Write out every line of the items below, character for character.

··· Material supplied ···

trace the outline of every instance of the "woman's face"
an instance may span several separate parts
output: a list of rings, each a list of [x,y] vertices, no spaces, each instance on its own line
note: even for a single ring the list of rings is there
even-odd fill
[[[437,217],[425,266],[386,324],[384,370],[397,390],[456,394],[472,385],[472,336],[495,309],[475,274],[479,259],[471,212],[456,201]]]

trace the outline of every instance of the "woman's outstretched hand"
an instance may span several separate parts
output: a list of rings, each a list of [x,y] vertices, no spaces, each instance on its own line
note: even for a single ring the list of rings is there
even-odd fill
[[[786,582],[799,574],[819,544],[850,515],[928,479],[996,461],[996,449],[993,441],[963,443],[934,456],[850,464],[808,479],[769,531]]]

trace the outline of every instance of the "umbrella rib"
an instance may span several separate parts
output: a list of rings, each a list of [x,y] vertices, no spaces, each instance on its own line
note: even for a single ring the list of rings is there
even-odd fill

···

• Exercise response:
trace the outline of every instance of the "woman's face"
an instance may span several separate parts
output: a list of rings, each a list of [x,y] vertices, no spaces, each instance on its own line
note: even for a single ring the list of rings is there
even-odd fill
[[[437,217],[425,266],[386,324],[384,370],[397,390],[456,394],[472,385],[472,336],[495,309],[475,274],[479,259],[471,212],[456,201]]]

trace the outline of every instance of the "woman's outstretched hand"
an instance may span several separate parts
output: a list of rings, each a list of [x,y] vertices, no spaces, each instance on its own line
note: even for a single ring the list of rings is there
even-odd fill
[[[786,582],[799,574],[819,544],[850,515],[928,479],[996,461],[996,449],[993,441],[963,443],[934,456],[850,464],[808,479],[769,531]]]

trace the outline of every instance of the "umbrella rib"
an instance may span several separate parts
output: a list of rings, each a list of [x,y] vertices, no spaces, each instance on its own line
note: even for a single ring the list of rings is there
even-odd fill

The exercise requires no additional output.